What is needed
Copy exactly the run of lines that begins at the line with "arch in the photo above accordingly." and ends at the final line of the entries.

===== Records shown

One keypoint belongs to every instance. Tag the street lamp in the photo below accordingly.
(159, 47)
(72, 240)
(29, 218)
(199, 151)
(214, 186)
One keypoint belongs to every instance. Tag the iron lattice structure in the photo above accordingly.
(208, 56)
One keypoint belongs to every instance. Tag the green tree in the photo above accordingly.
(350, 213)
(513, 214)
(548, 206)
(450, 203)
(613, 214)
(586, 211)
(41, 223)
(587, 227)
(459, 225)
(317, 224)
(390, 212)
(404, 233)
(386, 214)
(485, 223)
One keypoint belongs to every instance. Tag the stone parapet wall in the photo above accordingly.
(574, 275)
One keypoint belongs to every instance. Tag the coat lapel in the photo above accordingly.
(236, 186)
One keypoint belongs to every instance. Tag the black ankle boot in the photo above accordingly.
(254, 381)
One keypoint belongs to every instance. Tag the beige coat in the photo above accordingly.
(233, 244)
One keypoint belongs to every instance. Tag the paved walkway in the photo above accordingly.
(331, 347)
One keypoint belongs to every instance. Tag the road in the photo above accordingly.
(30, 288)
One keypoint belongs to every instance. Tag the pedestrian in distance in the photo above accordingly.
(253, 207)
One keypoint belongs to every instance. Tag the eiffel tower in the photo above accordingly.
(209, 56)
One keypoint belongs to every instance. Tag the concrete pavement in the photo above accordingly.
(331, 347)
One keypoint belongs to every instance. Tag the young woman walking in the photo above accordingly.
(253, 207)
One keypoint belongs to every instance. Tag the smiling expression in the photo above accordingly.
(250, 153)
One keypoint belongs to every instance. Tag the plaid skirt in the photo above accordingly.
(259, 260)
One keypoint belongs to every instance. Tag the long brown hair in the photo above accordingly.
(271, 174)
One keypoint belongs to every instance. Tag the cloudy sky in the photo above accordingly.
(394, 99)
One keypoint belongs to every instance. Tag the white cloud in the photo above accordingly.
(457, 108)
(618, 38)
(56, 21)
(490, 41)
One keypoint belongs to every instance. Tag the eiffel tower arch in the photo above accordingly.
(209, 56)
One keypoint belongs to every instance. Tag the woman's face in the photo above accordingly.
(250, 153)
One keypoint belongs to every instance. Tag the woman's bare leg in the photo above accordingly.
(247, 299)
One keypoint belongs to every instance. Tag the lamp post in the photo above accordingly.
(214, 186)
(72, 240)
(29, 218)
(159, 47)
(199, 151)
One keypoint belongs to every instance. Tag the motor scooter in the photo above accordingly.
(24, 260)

==========

Problem solution
One keypoint belongs to every instance. Tag the eiffel tower arch in the photo above accordingly.
(209, 56)
One keypoint belongs to every instance. Tag the woman's face in the photo above accordingly.
(250, 153)
One keypoint belongs to every instance. Tag the woman's bare leg in the photo above accordingly.
(247, 299)
One keypoint belongs to every instance. Tag the lamp post in the photo above accordingly.
(214, 186)
(72, 240)
(29, 218)
(159, 47)
(199, 151)
One keypoint belongs to every instance. Tag the motor scooter in the photo above accordingly.
(24, 260)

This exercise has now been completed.